**Stated goal**
In the records below, return word for word the lines beginning with the line that contains "Tag every instance of the cluster of buildings" and running through the line that contains "pixel 372 272", with both of those lines included.

**Data shown**
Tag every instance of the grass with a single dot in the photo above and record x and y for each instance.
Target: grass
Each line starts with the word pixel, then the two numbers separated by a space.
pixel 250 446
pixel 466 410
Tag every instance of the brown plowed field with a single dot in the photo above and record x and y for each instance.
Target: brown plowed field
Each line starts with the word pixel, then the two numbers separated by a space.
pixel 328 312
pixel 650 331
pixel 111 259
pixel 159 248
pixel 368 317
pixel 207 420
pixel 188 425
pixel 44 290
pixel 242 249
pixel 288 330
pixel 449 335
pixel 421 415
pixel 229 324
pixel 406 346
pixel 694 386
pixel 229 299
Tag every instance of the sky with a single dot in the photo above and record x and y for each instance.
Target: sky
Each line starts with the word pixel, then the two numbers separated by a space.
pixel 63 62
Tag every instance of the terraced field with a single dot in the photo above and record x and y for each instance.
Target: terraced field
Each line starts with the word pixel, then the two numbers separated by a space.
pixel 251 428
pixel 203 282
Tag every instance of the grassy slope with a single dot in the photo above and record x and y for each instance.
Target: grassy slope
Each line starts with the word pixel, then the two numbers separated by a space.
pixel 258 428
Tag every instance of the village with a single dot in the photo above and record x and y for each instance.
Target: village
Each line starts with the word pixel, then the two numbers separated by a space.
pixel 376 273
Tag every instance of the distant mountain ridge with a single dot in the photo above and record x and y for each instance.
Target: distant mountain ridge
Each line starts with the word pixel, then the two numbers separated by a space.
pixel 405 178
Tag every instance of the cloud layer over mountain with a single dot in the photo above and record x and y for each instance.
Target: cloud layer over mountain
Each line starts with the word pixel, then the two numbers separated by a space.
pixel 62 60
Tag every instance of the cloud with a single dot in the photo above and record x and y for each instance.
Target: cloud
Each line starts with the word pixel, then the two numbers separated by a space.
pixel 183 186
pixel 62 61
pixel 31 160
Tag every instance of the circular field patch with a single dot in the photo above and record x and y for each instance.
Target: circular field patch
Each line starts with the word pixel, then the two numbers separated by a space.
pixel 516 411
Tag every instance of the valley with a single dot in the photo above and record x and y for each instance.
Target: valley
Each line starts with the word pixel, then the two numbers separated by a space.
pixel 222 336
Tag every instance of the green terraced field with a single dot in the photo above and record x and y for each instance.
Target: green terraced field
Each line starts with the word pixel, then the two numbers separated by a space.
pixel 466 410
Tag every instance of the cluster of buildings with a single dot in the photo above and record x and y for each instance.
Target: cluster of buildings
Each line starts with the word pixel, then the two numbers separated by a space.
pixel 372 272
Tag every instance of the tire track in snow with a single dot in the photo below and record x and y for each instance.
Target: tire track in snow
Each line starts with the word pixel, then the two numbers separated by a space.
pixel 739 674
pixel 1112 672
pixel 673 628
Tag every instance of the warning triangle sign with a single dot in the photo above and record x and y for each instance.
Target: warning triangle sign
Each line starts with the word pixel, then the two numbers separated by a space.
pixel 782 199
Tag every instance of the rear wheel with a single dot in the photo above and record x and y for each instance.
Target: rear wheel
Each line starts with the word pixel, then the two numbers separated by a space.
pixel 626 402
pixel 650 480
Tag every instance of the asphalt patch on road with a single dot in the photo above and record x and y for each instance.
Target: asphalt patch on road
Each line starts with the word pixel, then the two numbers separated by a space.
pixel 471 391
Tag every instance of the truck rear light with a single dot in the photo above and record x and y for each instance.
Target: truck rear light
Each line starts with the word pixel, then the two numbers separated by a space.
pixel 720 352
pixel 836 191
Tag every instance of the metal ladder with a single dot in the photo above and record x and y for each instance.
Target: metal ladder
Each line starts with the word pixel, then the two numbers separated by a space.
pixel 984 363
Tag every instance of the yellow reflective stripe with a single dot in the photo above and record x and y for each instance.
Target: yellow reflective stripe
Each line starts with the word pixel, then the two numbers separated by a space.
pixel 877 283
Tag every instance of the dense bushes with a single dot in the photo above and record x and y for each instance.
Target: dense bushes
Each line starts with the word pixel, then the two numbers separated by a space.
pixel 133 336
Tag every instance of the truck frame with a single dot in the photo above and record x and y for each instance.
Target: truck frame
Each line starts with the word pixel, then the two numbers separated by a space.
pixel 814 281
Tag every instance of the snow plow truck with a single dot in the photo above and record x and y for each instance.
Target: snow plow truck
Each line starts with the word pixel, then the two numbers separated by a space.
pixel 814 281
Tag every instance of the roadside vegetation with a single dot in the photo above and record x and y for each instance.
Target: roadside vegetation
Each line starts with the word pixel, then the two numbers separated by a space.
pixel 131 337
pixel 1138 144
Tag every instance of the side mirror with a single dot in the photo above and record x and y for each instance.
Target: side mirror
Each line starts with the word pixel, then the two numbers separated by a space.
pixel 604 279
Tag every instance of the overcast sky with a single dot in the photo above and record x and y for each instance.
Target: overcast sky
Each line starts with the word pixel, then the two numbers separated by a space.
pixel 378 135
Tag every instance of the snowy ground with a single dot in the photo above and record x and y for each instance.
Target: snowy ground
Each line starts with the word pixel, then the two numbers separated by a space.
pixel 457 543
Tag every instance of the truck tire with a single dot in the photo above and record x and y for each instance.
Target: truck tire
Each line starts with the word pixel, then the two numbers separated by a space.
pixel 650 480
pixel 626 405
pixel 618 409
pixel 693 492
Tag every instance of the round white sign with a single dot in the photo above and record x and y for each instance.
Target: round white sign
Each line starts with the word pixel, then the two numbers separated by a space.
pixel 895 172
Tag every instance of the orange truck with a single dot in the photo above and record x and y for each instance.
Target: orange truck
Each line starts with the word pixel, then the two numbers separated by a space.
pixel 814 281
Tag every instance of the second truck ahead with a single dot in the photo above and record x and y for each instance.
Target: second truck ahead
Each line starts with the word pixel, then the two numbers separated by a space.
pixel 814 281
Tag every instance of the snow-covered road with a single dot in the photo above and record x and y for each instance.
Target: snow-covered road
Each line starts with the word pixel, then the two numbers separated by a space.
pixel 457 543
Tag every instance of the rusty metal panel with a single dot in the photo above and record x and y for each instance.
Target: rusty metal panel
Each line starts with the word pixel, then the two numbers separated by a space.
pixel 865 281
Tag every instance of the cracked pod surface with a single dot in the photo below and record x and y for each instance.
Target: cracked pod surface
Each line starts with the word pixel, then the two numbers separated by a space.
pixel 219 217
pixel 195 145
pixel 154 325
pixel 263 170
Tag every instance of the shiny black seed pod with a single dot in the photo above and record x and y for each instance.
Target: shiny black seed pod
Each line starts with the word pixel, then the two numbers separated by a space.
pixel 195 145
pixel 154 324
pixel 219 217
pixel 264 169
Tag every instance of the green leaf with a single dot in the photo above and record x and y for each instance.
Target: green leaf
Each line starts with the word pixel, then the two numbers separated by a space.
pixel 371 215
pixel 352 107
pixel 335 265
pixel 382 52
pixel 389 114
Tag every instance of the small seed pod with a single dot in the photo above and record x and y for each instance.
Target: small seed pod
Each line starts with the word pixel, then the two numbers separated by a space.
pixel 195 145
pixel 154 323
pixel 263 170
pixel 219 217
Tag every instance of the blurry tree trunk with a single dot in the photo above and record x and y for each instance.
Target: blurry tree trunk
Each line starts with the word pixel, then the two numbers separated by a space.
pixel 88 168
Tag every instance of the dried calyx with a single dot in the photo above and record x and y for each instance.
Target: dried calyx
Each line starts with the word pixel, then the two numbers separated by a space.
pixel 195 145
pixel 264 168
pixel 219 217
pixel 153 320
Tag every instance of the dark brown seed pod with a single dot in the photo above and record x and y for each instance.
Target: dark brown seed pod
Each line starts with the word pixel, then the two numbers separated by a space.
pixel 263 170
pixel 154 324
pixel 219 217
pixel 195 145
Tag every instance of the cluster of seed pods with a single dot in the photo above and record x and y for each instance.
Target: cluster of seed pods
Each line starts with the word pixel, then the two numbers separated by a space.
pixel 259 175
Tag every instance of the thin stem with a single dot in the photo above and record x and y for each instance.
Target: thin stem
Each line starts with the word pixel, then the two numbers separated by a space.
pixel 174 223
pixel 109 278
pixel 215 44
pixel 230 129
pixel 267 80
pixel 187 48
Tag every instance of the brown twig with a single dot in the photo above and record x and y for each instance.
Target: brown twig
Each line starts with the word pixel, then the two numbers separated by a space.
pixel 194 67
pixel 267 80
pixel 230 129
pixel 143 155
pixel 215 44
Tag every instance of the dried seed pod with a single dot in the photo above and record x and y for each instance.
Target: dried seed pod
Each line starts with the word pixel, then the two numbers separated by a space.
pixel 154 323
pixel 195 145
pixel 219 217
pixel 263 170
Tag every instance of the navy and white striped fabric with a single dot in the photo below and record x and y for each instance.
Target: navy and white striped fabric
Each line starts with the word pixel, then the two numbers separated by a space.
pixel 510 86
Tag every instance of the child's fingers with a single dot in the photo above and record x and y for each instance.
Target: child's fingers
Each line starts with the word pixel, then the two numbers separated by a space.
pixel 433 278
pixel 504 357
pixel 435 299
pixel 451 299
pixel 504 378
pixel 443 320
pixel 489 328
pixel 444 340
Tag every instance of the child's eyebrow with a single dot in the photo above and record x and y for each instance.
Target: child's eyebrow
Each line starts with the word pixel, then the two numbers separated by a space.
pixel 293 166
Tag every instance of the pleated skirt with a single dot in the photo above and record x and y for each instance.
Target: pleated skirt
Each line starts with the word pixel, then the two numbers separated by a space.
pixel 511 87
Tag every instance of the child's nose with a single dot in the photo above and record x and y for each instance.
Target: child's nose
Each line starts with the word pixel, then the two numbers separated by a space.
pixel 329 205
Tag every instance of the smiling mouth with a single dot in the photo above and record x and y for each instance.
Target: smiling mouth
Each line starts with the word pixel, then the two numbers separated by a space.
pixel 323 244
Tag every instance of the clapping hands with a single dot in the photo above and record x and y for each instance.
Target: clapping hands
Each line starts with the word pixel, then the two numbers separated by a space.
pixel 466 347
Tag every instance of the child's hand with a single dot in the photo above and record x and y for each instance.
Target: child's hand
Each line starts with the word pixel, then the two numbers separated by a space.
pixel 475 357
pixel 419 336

**Exercise answer**
Tag every instance of the cluster of buildings with a single dot in the photo above and record x and y for each instance.
Target: cluster of buildings
Each line starts with the word pixel, then the two numbers separated by a space.
pixel 372 272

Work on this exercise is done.